| RAW DATA |

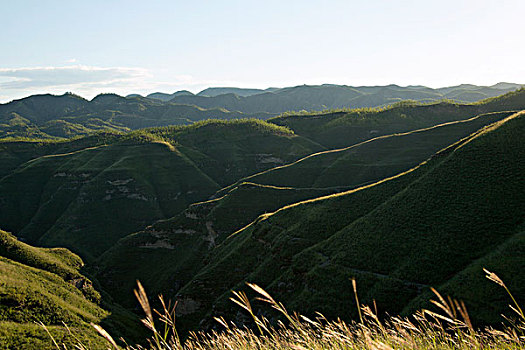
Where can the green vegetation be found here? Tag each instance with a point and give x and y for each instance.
(45, 286)
(65, 116)
(181, 244)
(390, 236)
(88, 198)
(322, 97)
(401, 197)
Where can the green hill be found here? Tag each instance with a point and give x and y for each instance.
(90, 197)
(434, 225)
(45, 285)
(204, 225)
(329, 96)
(68, 115)
(344, 128)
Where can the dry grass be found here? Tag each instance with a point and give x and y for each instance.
(449, 328)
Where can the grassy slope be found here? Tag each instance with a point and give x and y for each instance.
(68, 115)
(341, 129)
(203, 225)
(396, 237)
(322, 97)
(45, 285)
(87, 199)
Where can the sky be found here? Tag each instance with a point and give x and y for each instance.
(92, 47)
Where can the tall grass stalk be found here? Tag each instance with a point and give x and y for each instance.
(448, 328)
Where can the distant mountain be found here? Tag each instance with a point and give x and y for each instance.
(166, 97)
(233, 207)
(86, 199)
(382, 144)
(402, 197)
(68, 115)
(49, 116)
(46, 285)
(436, 224)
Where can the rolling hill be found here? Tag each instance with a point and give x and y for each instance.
(88, 198)
(182, 244)
(68, 115)
(46, 285)
(329, 96)
(433, 225)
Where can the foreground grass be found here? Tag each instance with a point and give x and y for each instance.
(448, 328)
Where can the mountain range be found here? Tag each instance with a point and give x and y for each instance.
(404, 197)
(69, 115)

| REQUIREMENTS |
Please write out all of the material above without changing a word, and omit any pictures.

| PROBLEM SOLUTION |
Where can the green vegetation be found here? Tag each instance with a point and give x and y for each instance.
(45, 286)
(65, 116)
(181, 244)
(390, 236)
(88, 198)
(322, 97)
(401, 197)
Where can the green hill be found here? Tag each instance with a point and give x and y for each instance.
(90, 197)
(434, 225)
(45, 285)
(204, 225)
(329, 96)
(68, 115)
(344, 128)
Where can the dry grass be found here? Tag each instance with a point and give x and y for each instance.
(449, 328)
Where can the grassy slope be found here? Tag each instance with a point and give x and y for each instance.
(68, 115)
(341, 129)
(203, 225)
(396, 237)
(322, 97)
(45, 285)
(87, 199)
Where can the sky be found here? Tag each instance with a point and give x and y for each instance.
(92, 47)
Where can the tall grass stalk be found here? Tag each instance with a point and give x and y for each instance.
(448, 328)
Where can the distant mountain be found here? Tag each instance with a point and give x and y for each instance.
(166, 97)
(233, 207)
(86, 199)
(382, 144)
(402, 197)
(68, 115)
(49, 116)
(46, 285)
(436, 224)
Where can the rolling hill be found here? Tag each instance with a point and give x and y for each instance.
(88, 198)
(182, 244)
(68, 115)
(46, 285)
(329, 96)
(433, 225)
Where can the foreground grass be found here? Tag each instance with a point and give x and y for each instance.
(448, 328)
Where can the mountain range be found here? Tag each instance with a point and give x and y for each instance.
(404, 197)
(69, 115)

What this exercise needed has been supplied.